__Aim__: Lay out every line of the listing below as a numbered list, omitting any blank lines.

** begin Records for the task **

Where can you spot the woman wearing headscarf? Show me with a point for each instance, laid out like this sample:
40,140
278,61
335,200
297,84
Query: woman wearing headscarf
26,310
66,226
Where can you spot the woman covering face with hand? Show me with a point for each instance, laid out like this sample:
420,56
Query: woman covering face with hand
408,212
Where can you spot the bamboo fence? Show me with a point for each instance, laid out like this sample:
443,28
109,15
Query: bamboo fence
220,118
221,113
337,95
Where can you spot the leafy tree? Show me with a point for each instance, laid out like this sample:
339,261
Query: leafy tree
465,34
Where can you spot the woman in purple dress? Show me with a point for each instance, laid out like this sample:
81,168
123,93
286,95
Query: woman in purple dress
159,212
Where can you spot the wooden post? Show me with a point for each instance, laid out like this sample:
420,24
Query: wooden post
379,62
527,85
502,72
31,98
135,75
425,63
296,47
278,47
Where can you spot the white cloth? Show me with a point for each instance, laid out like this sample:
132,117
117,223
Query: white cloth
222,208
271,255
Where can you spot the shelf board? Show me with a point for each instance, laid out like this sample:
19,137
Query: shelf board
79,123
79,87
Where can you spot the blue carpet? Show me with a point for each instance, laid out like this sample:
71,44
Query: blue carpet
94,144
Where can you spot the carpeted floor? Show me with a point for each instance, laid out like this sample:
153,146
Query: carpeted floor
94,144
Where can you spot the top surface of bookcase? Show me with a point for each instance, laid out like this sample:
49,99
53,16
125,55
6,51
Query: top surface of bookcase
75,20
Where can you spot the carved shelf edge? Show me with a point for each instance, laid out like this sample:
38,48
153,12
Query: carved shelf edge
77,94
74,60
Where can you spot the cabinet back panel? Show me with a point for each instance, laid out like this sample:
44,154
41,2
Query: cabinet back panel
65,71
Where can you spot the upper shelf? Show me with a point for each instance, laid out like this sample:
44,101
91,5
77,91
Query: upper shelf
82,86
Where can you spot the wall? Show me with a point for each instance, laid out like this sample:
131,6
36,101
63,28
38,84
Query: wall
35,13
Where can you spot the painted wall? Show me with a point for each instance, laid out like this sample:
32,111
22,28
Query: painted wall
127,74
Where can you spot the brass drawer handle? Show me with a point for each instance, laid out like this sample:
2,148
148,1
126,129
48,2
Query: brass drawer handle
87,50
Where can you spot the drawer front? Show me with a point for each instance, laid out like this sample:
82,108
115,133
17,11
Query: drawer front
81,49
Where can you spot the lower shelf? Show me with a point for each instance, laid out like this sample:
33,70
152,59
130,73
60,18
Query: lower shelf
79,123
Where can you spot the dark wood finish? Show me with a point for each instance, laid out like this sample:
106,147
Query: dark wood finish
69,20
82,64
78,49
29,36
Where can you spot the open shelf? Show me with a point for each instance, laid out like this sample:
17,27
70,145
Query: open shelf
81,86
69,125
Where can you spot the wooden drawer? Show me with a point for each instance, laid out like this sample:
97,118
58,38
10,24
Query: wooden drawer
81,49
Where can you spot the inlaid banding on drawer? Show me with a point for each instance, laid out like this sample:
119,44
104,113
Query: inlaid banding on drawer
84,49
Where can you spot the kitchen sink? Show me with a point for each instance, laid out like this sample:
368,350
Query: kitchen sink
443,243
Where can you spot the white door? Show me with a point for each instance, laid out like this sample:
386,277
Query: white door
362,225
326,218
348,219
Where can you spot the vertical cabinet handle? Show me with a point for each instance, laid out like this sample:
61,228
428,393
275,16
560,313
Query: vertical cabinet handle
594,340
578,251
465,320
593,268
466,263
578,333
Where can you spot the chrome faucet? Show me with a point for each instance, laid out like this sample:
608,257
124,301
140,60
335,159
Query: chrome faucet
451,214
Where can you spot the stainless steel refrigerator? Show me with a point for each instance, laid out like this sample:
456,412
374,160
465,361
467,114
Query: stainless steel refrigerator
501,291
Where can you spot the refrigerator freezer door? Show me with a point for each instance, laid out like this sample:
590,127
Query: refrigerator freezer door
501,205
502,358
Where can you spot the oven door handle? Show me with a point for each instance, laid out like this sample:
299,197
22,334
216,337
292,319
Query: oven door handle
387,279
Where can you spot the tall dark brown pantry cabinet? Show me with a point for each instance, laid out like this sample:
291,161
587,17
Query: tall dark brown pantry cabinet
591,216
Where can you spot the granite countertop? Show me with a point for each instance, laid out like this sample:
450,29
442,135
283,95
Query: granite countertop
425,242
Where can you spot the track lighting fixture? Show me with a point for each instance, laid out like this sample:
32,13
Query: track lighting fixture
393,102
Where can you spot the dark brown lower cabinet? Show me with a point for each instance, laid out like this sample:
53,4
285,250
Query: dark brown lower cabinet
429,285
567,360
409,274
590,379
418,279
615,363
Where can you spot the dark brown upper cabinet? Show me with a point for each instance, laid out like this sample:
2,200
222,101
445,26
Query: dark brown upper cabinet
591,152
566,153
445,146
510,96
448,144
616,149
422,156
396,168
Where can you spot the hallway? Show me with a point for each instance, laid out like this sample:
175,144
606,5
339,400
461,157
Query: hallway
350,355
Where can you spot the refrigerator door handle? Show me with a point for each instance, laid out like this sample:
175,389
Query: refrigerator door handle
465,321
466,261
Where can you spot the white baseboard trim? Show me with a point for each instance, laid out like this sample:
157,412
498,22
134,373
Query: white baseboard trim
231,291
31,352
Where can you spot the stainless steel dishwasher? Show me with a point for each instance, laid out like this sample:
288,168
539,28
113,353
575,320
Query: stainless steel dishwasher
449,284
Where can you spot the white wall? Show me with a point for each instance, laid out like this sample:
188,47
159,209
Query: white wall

** end Records for the task **

__Solution__:
1. Where can you spot the woman wearing headscarf? Show me with a point for each instance, laid out like this sample:
2. 40,140
3. 278,61
4. 335,200
5. 297,84
6. Query: woman wearing headscarf
7. 26,310
8. 66,226
9. Where can you spot the woman covering face with hand? Show me with a point for each instance, laid out like this sample:
10. 420,56
11. Query: woman covering face with hand
12. 408,212
13. Where can you spot the bamboo fence? Show me with a point for each instance, laid out like this sample:
14. 443,28
15. 109,15
16. Query: bamboo fence
17. 220,118
18. 221,113
19. 337,95
20. Where can you spot the leafy tree? Show me with a point for each instance, laid out like this sample:
21. 339,261
22. Query: leafy tree
23. 465,34
24. Where can you spot the woman in purple dress? Show me with a point for each instance, laid out like this sample:
25. 81,168
26. 123,93
27. 286,95
28. Query: woman in purple dress
29. 159,212
30. Where can you spot the wooden post? Show me with a point for each instance, laid out like this sample:
31. 420,24
32. Query: wooden post
33. 379,62
34. 527,85
35. 502,72
36. 31,98
37. 135,75
38. 425,63
39. 296,47
40. 278,47
41. Where can you spot the white cloth? Show me with a point for each instance, laid out like this sample:
42. 132,117
43. 117,223
44. Query: white cloth
45. 222,208
46. 271,255
47. Where can you spot the shelf board? Show me with a point for each instance, laid out like this sample:
48. 19,137
49. Query: shelf board
50. 79,123
51. 79,87
52. Where can you spot the blue carpet? Show me with a point for each instance, laid out like this sample:
53. 71,44
54. Query: blue carpet
55. 94,144
56. Where can you spot the carpeted floor? Show me with a point for each instance, laid out like this sample:
57. 153,146
58. Query: carpeted floor
59. 94,144
60. Where can you spot the top surface of bookcase? Show me with a point for each instance, laid out like this sample:
61. 49,99
62. 53,16
63. 125,55
64. 6,51
65. Query: top surface of bookcase
66. 75,20
67. Where can you spot the carved shelf edge? Show me with a point for each instance, laid out like this sample:
68. 38,48
69. 153,12
70. Query: carved shelf edge
71. 77,94
72. 74,60
73. Where can you spot the cabinet back panel? Show me with a point for each instance, laid out like this sample:
74. 44,154
75. 41,2
76. Query: cabinet back panel
77. 65,71
78. Where can you spot the upper shelf? Show me with a point for each instance, laid out like this sample:
79. 44,101
80. 91,5
81. 77,91
82. Query: upper shelf
83. 82,86
84. Where can you spot the wall? Show me with a point for each instance, laid out like this sample:
85. 131,6
86. 36,101
87. 63,28
88. 38,84
89. Query: wall
90. 35,13
91. Where can you spot the painted wall? Show me with a point for each instance, laid out like this sample:
92. 32,111
93. 22,28
94. Query: painted wall
95. 127,74
96. Where can you spot the brass drawer handle? Show me with a point for each instance, laid out like this sample:
97. 2,148
98. 148,1
99. 126,129
100. 48,2
101. Query: brass drawer handle
102. 87,50
103. Where can you spot the drawer front? Show me with a point for each instance, laid out like this sample:
104. 82,108
105. 115,133
106. 17,11
107. Query: drawer front
108. 81,49
109. Where can you spot the lower shelf? Show me with a point for each instance, laid out like this sample:
110. 33,70
111. 152,59
112. 130,73
113. 60,18
114. Query: lower shelf
115. 79,123
116. Where can you spot the dark wood finish? Show me with a point for each instance, laid out like this sample:
117. 106,147
118. Query: dark wood finish
119. 69,20
120. 82,64
121. 78,49
122. 29,36
123. Where can you spot the open shelf? Show me with a point for each instance, laid out like this sample:
124. 17,27
125. 70,145
126. Query: open shelf
127. 81,86
128. 69,125
129. Where can you spot the wooden drawer? Show me with a point for each instance, laid out like this sample:
130. 97,118
131. 58,38
132. 10,24
133. Query: wooden drawer
134. 81,49
135. Where can you spot the inlaid banding on drawer? Show me with a point for each instance, laid out like this sample:
136. 119,44
137. 104,113
138. Query: inlaid banding on drawer
139. 84,49
140. Where can you spot the kitchen sink? Show me with a point for each instance, laid out like this sample:
141. 368,350
142. Query: kitchen sink
143. 443,243
144. Where can you spot the white door? Show me with a point for each instance, laid out like this sample:
145. 386,277
146. Query: white door
147. 362,225
148. 326,218
149. 348,219
150. Where can you spot the vertical cabinet handle? Show me with a point for each instance, laid out like this sample:
151. 61,228
152. 428,393
153. 275,16
154. 560,313
155. Query: vertical cabinet handle
156. 594,340
157. 578,251
158. 465,320
159. 593,268
160. 466,263
161. 578,333
162. Where can you spot the chrome faucet? Show me with a point for each instance, laid out like this sample:
163. 608,257
164. 124,301
165. 140,60
166. 335,159
167. Query: chrome faucet
168. 451,214
169. Where can you spot the stainless steel refrigerator? Show me with a point for each instance, laid out like this sample:
170. 456,412
171. 374,160
172. 465,361
173. 467,114
174. Query: stainless steel refrigerator
175. 501,291
176. Where can you spot the refrigerator freezer door? Show me with a point for each instance, laid out like this sample:
177. 590,127
178. Query: refrigerator freezer door
179. 501,205
180. 502,358
181. Where can you spot the oven door handle? Show me with a point for each instance, laid out like this sample:
182. 299,197
183. 22,334
184. 216,337
185. 292,319
186. Query: oven door handle
187. 387,279
188. Where can you spot the tall dark brown pantry cabinet? Show me with a point for each instance, laid out like this sample:
189. 291,161
190. 587,17
191. Query: tall dark brown pantry cabinet
192. 591,216
193. Where can you spot the granite countertop? Show me with a point for each instance, laid out like this sample:
194. 450,29
195. 442,135
196. 283,95
197. Query: granite countertop
198. 425,242
199. Where can you spot the track lighting fixture? Show me with a point for each instance, laid out like this sample:
200. 32,13
201. Query: track lighting fixture
202. 393,102
203. Where can you spot the dark brown lower cabinet? Show me with a point for each instance, laid out like this sample:
204. 53,4
205. 285,250
206. Query: dark brown lower cabinet
207. 429,285
208. 567,360
209. 409,274
210. 590,379
211. 418,279
212. 615,363
213. Where can you spot the dark brown upper cabinet? Show me with a point for each instance, laid out like this sample:
214. 2,200
215. 222,101
216. 445,26
217. Query: dark brown upper cabinet
218. 591,152
219. 566,153
220. 445,146
221. 510,96
222. 448,144
223. 616,149
224. 422,156
225. 396,168
226. Where can you spot the hallway? Show me with a point for each instance, laid out like this sample:
227. 175,144
228. 606,5
229. 339,400
230. 461,157
231. Query: hallway
232. 350,355
233. Where can you spot the refrigerator door handle? Show me with a point for each instance, laid out like this sample:
234. 175,389
235. Query: refrigerator door handle
236. 465,321
237. 466,261
238. Where can you spot the white baseboard trim? Show me with a point for each instance, laid out like this sample:
239. 157,412
240. 498,22
241. 134,373
242. Query: white baseboard trim
243. 231,291
244. 31,352
245. Where can you spot the stainless steel dishwasher? Show me with a point for each instance, laid out like this sample:
246. 288,168
247. 539,28
248. 113,353
249. 575,320
250. Query: stainless steel dishwasher
251. 449,284
252. Where can you spot the white wall? Show me with a point for each instance, laid out like this sample:
253. 188,47
254. 159,209
255. Query: white wall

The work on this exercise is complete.